→ Problem description: Retype the full set of data, character for character.

Entries taken from a collection:
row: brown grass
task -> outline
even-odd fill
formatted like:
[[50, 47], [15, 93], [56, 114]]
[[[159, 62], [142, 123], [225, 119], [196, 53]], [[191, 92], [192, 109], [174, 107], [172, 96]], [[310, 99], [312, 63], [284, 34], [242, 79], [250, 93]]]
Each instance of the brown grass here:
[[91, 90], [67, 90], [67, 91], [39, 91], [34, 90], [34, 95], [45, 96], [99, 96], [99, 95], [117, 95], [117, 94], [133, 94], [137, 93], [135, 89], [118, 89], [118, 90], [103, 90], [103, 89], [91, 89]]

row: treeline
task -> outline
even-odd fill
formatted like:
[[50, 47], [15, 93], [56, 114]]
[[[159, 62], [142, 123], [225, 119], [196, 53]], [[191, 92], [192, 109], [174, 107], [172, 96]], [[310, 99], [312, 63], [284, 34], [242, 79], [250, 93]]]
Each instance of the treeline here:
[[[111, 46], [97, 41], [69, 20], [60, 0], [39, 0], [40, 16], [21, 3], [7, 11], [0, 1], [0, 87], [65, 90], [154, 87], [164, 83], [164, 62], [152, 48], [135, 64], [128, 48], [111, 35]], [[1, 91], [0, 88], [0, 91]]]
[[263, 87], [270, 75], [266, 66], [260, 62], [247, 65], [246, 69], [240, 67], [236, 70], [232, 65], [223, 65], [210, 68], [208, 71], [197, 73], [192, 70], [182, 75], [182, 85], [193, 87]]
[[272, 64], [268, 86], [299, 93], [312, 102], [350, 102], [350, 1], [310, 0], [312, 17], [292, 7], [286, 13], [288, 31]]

→ Output below:
row: brown grass
task -> outline
even-odd fill
formatted like:
[[50, 47], [15, 93], [56, 114]]
[[[159, 62], [142, 123], [225, 119], [196, 53]], [[191, 92], [192, 109], [174, 107], [172, 96]], [[310, 99], [312, 63], [284, 34], [242, 79], [250, 93]]]
Each instance of the brown grass here:
[[91, 90], [67, 90], [67, 91], [39, 91], [34, 90], [34, 95], [45, 96], [99, 96], [99, 95], [117, 95], [117, 94], [133, 94], [137, 93], [135, 89], [118, 89], [118, 90], [103, 90], [103, 89], [91, 89]]

row: treeline
task -> outline
even-odd fill
formatted like:
[[50, 47], [15, 93], [56, 114]]
[[[159, 62], [142, 123], [225, 119], [196, 53]], [[191, 92], [192, 109], [174, 107], [172, 96]], [[310, 99], [312, 63], [284, 34], [242, 79], [250, 93]]]
Each instance of the treeline here:
[[[111, 46], [97, 41], [69, 20], [60, 0], [39, 0], [40, 16], [21, 3], [7, 11], [0, 1], [0, 87], [65, 90], [154, 87], [164, 83], [164, 62], [152, 48], [135, 64], [128, 48], [111, 35]], [[1, 91], [0, 88], [0, 91]]]
[[263, 87], [270, 75], [266, 66], [260, 62], [247, 65], [246, 69], [240, 67], [236, 70], [232, 65], [223, 65], [210, 68], [208, 71], [197, 73], [192, 70], [182, 75], [182, 85], [193, 87]]
[[272, 64], [268, 86], [299, 93], [312, 102], [350, 102], [350, 1], [310, 0], [312, 17], [292, 7], [286, 13], [288, 31]]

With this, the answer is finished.